**Request:** Update the lines from the first one through the line containing "rough mask: <svg", replacing "rough mask" with "draft mask" and leaving everything else unchanged.

(Source records)
★ ★ ★ ★

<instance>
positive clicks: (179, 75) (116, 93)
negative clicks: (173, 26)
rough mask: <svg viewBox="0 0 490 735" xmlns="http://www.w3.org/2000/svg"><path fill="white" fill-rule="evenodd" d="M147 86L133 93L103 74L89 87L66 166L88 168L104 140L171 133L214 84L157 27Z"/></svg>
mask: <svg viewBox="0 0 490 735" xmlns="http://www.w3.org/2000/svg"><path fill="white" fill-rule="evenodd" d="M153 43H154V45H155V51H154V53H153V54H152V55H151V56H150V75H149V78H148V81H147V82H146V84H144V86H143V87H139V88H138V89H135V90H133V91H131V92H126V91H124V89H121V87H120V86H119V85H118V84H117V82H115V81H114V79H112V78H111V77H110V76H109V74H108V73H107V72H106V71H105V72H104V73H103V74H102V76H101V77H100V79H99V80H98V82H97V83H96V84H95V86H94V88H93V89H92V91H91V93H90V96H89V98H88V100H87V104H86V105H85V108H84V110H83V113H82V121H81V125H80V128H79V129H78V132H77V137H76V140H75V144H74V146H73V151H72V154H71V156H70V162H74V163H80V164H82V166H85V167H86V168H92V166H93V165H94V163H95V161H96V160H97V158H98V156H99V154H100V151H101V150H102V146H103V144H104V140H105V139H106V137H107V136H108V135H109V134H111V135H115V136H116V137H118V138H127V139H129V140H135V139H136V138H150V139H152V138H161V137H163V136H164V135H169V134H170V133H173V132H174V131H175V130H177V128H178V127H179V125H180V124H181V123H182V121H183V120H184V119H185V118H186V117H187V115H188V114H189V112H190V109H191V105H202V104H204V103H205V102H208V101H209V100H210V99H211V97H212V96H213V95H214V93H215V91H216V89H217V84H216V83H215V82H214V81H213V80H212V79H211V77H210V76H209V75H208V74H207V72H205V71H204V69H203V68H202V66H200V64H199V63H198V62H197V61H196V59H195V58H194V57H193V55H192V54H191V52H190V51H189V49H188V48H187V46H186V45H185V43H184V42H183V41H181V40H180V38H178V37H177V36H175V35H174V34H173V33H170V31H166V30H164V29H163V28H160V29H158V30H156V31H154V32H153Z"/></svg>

★ ★ ★ ★

**Task output:**
<instance>
positive clicks: (179, 75) (116, 93)
negative clicks: (173, 26)
draft mask: <svg viewBox="0 0 490 735" xmlns="http://www.w3.org/2000/svg"><path fill="white" fill-rule="evenodd" d="M147 86L133 93L103 74L89 87L66 166L88 168L104 140L171 133L214 84L157 27Z"/></svg>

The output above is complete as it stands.